▸ **YOUR GOAL**: Copied exactly and without pictures, the lines from the beginning of the entries through the one that holds "In this picture, where can the yellow flower" should form the entire reply.

Stored dataset items:
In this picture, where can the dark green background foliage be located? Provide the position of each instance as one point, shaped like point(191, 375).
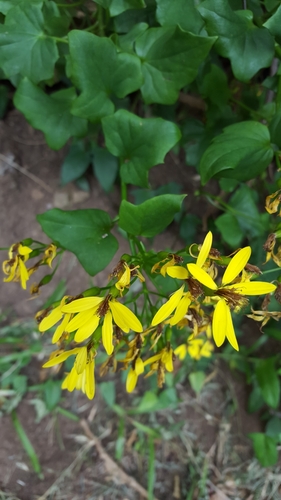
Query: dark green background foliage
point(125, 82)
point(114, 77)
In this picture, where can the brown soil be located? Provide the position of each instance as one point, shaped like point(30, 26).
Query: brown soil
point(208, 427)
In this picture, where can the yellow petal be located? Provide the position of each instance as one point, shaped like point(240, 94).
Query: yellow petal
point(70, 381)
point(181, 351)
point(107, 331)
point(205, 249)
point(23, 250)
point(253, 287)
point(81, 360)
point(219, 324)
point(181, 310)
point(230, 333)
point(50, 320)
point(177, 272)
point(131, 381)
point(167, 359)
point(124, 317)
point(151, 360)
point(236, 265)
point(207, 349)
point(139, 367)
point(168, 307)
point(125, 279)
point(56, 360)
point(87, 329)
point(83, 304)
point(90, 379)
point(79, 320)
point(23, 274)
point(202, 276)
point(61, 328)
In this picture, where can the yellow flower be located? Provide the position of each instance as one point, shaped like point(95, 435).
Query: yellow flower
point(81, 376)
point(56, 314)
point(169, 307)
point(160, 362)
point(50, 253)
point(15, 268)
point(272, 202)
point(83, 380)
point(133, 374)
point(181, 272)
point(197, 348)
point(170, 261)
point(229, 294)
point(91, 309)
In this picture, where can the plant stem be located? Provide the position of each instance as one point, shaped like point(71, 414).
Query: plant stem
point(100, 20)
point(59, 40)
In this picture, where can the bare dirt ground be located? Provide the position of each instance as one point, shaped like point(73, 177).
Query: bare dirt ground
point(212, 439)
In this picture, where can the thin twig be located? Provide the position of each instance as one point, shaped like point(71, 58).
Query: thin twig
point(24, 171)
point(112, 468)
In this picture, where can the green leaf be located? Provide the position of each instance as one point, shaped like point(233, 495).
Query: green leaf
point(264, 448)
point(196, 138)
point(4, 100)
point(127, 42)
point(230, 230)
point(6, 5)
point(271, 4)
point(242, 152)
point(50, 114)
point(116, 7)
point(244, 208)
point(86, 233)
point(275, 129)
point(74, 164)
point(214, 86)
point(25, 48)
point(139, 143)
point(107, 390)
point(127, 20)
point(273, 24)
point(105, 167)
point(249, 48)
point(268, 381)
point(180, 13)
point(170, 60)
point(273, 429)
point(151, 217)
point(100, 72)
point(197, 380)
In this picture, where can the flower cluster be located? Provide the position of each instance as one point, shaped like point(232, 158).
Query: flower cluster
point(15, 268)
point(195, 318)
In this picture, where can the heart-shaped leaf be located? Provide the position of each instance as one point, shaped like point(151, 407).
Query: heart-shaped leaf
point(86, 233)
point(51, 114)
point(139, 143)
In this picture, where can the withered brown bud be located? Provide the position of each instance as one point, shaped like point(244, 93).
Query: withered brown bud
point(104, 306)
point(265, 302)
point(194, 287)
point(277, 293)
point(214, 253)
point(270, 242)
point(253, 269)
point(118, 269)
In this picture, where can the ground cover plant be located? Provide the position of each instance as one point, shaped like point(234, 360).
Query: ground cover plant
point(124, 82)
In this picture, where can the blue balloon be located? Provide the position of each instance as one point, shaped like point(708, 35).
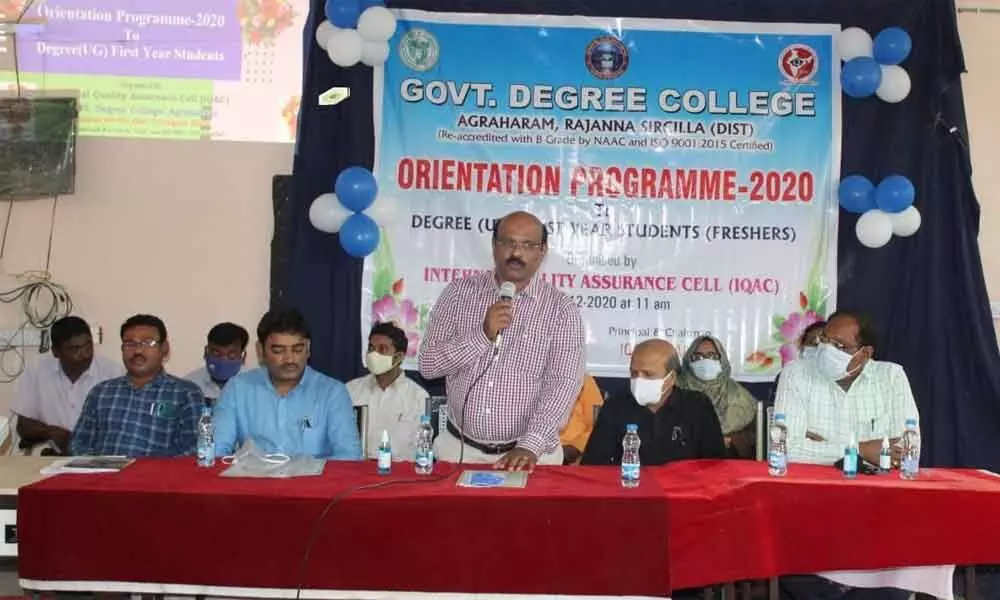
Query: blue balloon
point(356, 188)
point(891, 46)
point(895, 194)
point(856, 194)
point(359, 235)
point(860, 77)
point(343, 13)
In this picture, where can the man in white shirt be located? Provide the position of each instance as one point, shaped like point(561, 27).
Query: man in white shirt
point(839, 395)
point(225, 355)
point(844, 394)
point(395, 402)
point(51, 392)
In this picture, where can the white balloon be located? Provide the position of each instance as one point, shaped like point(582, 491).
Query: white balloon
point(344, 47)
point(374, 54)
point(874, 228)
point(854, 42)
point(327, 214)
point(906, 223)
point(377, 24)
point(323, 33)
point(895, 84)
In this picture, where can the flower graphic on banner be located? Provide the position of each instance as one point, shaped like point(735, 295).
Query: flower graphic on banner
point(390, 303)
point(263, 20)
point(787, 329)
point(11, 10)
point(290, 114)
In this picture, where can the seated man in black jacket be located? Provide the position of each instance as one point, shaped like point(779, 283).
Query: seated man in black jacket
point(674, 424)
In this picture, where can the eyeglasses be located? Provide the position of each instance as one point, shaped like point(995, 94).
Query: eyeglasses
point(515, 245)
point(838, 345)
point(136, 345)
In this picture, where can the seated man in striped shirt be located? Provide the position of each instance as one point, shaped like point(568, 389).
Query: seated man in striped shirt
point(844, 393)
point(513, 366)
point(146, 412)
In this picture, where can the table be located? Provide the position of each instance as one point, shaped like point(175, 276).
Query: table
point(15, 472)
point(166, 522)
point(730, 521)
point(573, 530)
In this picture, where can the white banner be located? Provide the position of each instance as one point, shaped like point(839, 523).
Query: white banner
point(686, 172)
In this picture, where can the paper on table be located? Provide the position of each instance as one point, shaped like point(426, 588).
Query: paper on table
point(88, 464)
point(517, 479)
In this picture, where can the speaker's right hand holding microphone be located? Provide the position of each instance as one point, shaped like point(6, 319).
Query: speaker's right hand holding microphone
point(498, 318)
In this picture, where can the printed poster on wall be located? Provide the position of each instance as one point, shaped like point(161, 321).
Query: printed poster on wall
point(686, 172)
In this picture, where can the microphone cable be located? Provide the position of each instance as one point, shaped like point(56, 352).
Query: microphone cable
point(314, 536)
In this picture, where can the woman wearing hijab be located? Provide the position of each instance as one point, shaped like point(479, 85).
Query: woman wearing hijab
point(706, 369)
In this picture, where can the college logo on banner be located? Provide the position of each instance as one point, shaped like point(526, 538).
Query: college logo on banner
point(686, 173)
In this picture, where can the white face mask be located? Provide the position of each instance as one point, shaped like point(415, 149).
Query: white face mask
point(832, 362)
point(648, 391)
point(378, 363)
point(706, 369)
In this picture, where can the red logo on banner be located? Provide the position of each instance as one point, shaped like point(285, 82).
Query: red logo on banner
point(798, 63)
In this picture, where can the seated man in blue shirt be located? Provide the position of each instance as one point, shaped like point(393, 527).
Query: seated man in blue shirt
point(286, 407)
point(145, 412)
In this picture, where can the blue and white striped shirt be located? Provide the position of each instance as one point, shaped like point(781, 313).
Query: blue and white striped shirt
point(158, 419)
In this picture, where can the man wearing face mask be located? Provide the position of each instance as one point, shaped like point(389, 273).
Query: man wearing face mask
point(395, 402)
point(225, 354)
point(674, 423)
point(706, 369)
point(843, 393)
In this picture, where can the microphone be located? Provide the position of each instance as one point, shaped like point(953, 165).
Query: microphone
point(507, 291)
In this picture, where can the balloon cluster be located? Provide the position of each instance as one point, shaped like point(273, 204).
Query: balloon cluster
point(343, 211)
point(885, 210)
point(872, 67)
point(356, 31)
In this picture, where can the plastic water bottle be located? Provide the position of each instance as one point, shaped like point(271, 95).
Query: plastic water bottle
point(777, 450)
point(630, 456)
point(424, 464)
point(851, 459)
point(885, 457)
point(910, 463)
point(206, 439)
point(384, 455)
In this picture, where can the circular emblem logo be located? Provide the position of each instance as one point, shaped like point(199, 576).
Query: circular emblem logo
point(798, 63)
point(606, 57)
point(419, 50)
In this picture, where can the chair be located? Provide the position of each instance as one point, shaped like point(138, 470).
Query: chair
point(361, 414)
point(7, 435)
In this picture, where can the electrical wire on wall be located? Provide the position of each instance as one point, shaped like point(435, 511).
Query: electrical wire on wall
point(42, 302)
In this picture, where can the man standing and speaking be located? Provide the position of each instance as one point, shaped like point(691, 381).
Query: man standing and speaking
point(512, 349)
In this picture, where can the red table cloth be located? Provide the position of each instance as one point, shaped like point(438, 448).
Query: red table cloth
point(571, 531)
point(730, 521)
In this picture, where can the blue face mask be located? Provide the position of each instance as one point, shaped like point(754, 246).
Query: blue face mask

▸ **EXERCISE RESPONSE**:
In this picture, where can the dark green background foliage be located? Provide the position of each instance as one point, shaped like point(191, 375).
Query: dark green background foliage
point(125, 82)
point(114, 77)
In this picture, where can the brown soil be located? Provide the position of each instance as one point, shaped like point(30, 26).
Query: brown soil
point(208, 427)
In this picture, where can the yellow petal be located? Provide the position of each instance as one point, shaped like point(240, 94).
Query: yellow petal
point(70, 381)
point(181, 351)
point(107, 331)
point(205, 249)
point(23, 250)
point(253, 287)
point(81, 360)
point(219, 324)
point(181, 310)
point(230, 333)
point(50, 320)
point(177, 272)
point(131, 381)
point(167, 359)
point(124, 317)
point(151, 360)
point(236, 265)
point(207, 349)
point(139, 367)
point(168, 307)
point(125, 279)
point(56, 360)
point(87, 329)
point(83, 304)
point(90, 379)
point(79, 320)
point(23, 274)
point(202, 276)
point(61, 328)
In this picture, where can the yellow flower be located? Provide the position of each instance as one point, shaped like point(95, 435).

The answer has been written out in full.